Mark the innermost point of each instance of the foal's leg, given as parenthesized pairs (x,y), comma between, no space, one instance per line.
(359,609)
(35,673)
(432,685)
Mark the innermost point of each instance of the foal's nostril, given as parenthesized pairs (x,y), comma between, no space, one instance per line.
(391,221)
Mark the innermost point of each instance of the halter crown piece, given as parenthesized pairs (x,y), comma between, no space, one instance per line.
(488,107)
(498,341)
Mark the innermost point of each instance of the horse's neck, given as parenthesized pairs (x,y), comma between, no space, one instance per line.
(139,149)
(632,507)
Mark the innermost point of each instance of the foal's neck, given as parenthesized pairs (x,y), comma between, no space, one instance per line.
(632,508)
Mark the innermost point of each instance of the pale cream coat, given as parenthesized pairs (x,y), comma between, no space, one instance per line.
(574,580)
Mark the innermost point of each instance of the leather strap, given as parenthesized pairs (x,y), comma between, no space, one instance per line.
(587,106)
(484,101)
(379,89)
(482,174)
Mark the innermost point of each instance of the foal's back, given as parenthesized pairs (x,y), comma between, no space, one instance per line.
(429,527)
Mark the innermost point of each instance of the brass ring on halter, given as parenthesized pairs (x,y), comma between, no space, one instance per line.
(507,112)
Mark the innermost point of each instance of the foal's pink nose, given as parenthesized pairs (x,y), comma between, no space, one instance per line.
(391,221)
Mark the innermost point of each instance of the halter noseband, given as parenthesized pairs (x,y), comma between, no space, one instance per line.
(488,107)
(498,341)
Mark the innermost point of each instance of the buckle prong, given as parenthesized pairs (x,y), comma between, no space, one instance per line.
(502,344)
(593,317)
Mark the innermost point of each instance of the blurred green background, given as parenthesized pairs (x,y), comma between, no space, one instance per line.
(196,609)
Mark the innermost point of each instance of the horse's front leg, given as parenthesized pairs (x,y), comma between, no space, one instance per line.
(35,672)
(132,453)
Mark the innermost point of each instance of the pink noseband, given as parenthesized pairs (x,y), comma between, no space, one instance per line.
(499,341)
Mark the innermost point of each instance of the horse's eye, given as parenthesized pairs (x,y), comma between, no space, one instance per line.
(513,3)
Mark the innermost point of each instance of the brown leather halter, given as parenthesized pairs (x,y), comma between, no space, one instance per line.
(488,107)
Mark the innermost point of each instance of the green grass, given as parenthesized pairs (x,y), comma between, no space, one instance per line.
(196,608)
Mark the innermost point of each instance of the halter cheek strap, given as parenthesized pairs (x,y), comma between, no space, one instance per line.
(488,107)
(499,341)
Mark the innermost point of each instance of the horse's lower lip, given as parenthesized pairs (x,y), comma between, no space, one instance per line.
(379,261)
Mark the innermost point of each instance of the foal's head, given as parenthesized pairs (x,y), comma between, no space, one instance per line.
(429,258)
═══
* _Assignment_
Would you repeat each of the lines above exactly?

* _Exercise solution_
Mark the innermost point of each instance of the foal's leg, given as parenthesized pairs (x,y), comma between, no space, one instance per line.
(359,609)
(35,673)
(432,685)
Mark the innermost point of each instance of the foal's nostril, given as parenthesized pairs (x,y), comma between, no space, one instance per line.
(391,221)
Mark the innermost point of each instance of the halter crown piece, given as parenthesized pairs (x,y), comma between, no space, one instance per line.
(488,107)
(498,341)
Mark the innermost point of each instance of the horse's neck, given as parenthesized pairs (x,y), comma between, no space, one instance per line.
(139,149)
(632,507)
Mark the innermost point of each instance of the foal's neck, given as parenthesized pairs (x,y), comma between, no space, one instance per line.
(632,508)
Mark the innermost point of each instance of the pale cream coat, given as parenthesized pairs (x,y), comma between, no space, one instance per line.
(574,580)
Mark the innermost point of each instance of the leather strap, given as parenthesized pairs (x,y), comma between, no space, one instance per line.
(587,106)
(484,101)
(379,89)
(482,174)
Mark the innermost point of each instance of the foal's back, given as parenthesized pairs (x,y), comma between, no space, one instance per line.
(429,527)
Mark the innermost point of each instance of the brass ring on halter, given as parenthesized pairs (x,y), comma between, no space, one instance per line.
(507,112)
Mark the innermost point of each instance of the foal's pink nose, given as parenthesized pairs (x,y), comma between, no space, one instance per line.
(391,221)
Mark the innermost point of each instance of the halter noseband, given as parenthesized pairs (x,y), comma between, no space, one instance per line.
(488,107)
(498,341)
Mark the innermost point of each instance of the buckle prong, given as parenthesized pairs (x,y), comma between, no space, one instance per line.
(502,344)
(593,317)
Mark the innermost point of each instance of the blurred green background, given as parenthesized pairs (x,y), comma between, no space, one instance per line.
(196,609)
Mark the innermost point of each instance of the horse's front leg, given as parenthesized pairs (x,y), comma between, no space, one instance per line.
(35,672)
(132,453)
Mark the innermost point of each instance of the pink noseband, given as parenthesized pairs (x,y), comma between, no space, one instance per line.
(499,341)
Mark the innermost point of each instance of the horse's eye, given as parenthesized pairs (x,y), comma between, no space, one instance per line.
(513,3)
Mark the innermost point of each instance of the brown leather halter, given as parenthesized pairs (x,y), comma between, no space, one instance per line.
(488,107)
Mark the innermost point of each instance of the green grass, given as parenthesized pairs (x,y), comma between, no space, one instance per line.
(196,608)
Mark the innermost point of each instance of the halter cheek strap, given as parenthesized pairs (x,y), comma between, no space, one instance per line.
(488,107)
(499,341)
Mark the innermost point of each instance of the horse's lower lip, given as parenthesized pairs (x,y), comma between, no space, one instance per line.
(379,261)
Mark the innermost point of each instance of the foal's head, given as parenthesized pairs (x,y), comma between, no space, one instance per line.
(429,258)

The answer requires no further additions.